* [Task a]: Which lines in the listing below contain the word "ponytail"? Show each of them.
— begin Reading passage —
Our final project is a full hardware UDP (User Datagram Protocol) stack for the DE2 evaluation board that interfaces with the DM9000A MAC/PHY chip on the board. It includes the full IPv4 protocol and the ARP protocol for MAC address resolution. Our hardware interfaces with the DMA9000A using the DE2_NET software included on the DE2 CD and instantiated on a NiosII. We then instantiated a simple application that would show off all the features of our UDP stack.
Since the DE2 board has an Ethernet port and controller on board, we figured it would be useful to leverage it. We decided that it would be helpful for potential future ECE 576 projects to build the underlying UDP structure so students in future years could use it to interface their DE2 with data from a computer on a network. Since UDP is a simpler transport-layer protocol than TCP and is perfect for data that needs low reliability but higher speeds (such as streaming audio, etc.), we decided that it would be right scope to implement in this project.
The UDP stack and its layered nature lends itself very nicely to clean and modular code. We have a separate module that implemented each layer in each direction (transmit and receive). This is shown in the following diagram:
If the application on the FPGA (currently a simple application that just sends packets, but future users of this code will want to implement something bigger and better) wants to send a UDP packet out over Ethernet, it sends the data into the udp_send.v module in hardware, which encapsulates the data with a UDP header including a port number. This is then sent into IP_send.v, which adds the IP header (including the checksum), and then finally into the send_buffer, which manages all the outgoing packets and sends them one at a time into the NiosII. Here is where we modified the DE2_NET code that was included on the DE2 CD, which interfaces with the DM9000A. The C code running on the NiosII encapsulates the IP packets in a MAC header and sends the ensuing frames out to the DM9000A.
Packets can also be sent into the DE2. When a packet comes in through the Ethernet port, it goes straight to the DM9000A and then into the NiosII software interface. This determines whether the frame is IP or ARP, strips off the MAC header and sends the packet appropriately into our hardware. It is received by the recv_buffer.v module, which manages the flow control throughout the rest of the receive end of the hardware. IP packets are then send to IP_recv.v, which strips the IP header, calculates the checksum, and if correct, sends it on to udp_rcv.v. This takes the UDP header off and sends the data along with the source port number into the application. All of these Verilog modules are connected through another module called toplevel.v which connects directly to the DE2_NET.v file that also connects the NiosII via SOPC builder.
— end Reading passage —
— begin Supplied material —
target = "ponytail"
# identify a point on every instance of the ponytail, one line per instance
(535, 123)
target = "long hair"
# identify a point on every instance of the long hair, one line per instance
— end Supplied material —
* [Task b]: Can you extract the stretch of the UDP stack description above from "Packets can also" through "via SOPC builder.", word for word?

* [Correct response a]:
target = "ponytail"
# identify a point on every instance of the ponytail, one line per instance

* [Correct response b]:
Packets can also be sent into the DE2. When a packet comes in through the Ethernet port, it goes straight to the DM9000A and then into the NiosII software interface. This determines whether the frame is IP or ARP, strips off the MAC header and sends the packet appropriately into our hardware. It is received by the recv_buffer.v module, which manages the flow control throughout the rest of the receive end of the hardware. IP packets are then send to IP_recv.v, which strips the IP header, calculates the checksum, and if correct, sends it on to udp_rcv.v. This takes the UDP header off and sends the data along with the source port number into the application. All of these Verilog modules are connected through another module called toplevel.v which connects directly to the DE2_NET.v file that also connects the NiosII via SOPC builder.